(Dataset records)
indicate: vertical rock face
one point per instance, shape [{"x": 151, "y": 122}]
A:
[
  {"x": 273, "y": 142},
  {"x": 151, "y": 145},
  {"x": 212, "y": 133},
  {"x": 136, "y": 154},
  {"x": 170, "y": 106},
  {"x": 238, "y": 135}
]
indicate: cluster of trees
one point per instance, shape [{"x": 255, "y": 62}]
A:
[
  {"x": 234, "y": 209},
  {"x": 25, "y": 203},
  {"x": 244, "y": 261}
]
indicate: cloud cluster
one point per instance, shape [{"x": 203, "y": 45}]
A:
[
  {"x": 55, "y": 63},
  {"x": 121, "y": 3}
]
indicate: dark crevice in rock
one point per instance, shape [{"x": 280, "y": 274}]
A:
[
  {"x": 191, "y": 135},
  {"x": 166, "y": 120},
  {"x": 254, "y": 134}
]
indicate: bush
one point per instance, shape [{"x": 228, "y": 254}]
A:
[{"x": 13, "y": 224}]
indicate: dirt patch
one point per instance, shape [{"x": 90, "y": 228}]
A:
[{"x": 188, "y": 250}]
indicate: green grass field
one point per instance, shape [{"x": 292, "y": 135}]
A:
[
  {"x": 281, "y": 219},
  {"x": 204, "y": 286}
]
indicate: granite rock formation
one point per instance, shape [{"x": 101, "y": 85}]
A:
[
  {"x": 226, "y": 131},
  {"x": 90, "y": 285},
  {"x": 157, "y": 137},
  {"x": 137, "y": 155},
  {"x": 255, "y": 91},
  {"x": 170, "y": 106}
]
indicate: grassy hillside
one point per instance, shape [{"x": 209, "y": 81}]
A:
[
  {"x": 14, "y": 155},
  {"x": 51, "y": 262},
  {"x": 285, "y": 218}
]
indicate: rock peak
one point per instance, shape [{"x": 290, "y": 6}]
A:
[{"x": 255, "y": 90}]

**To be done:** Write out the data exactly as it stands.

**Exercise response:**
indicate: vertical rock face
one point per instance, shape [{"x": 151, "y": 122}]
A:
[
  {"x": 273, "y": 142},
  {"x": 151, "y": 145},
  {"x": 212, "y": 133},
  {"x": 136, "y": 154},
  {"x": 170, "y": 106},
  {"x": 238, "y": 135}
]
indicate: cluster of trees
one point per instance, shape [{"x": 255, "y": 62}]
A:
[
  {"x": 234, "y": 209},
  {"x": 25, "y": 203},
  {"x": 244, "y": 261}
]
indicate: cloud cluster
one point per instance, shape [{"x": 203, "y": 45}]
A:
[
  {"x": 55, "y": 63},
  {"x": 121, "y": 3}
]
indicate: dark crevice in rock
one point per instance, shape [{"x": 280, "y": 274}]
A:
[
  {"x": 191, "y": 135},
  {"x": 166, "y": 120},
  {"x": 254, "y": 134}
]
indicate: bush
one point per instance, shape [{"x": 228, "y": 254}]
A:
[{"x": 13, "y": 224}]
indicate: dirt patch
one point per instance, shape [{"x": 90, "y": 228}]
A:
[{"x": 188, "y": 250}]
indicate: green grass field
one point per instance, shape [{"x": 292, "y": 135}]
A:
[
  {"x": 281, "y": 219},
  {"x": 204, "y": 286}
]
indicate: granite rock formation
one point per instance, shape [{"x": 101, "y": 85}]
A:
[
  {"x": 226, "y": 131},
  {"x": 90, "y": 285},
  {"x": 157, "y": 137},
  {"x": 137, "y": 155},
  {"x": 255, "y": 91},
  {"x": 170, "y": 106}
]
indicate: grassy hillside
one point per instance, shape [{"x": 209, "y": 81}]
A:
[
  {"x": 14, "y": 155},
  {"x": 51, "y": 262},
  {"x": 285, "y": 218}
]
indicate: rock peak
one point per instance, shape [{"x": 290, "y": 6}]
A:
[{"x": 255, "y": 90}]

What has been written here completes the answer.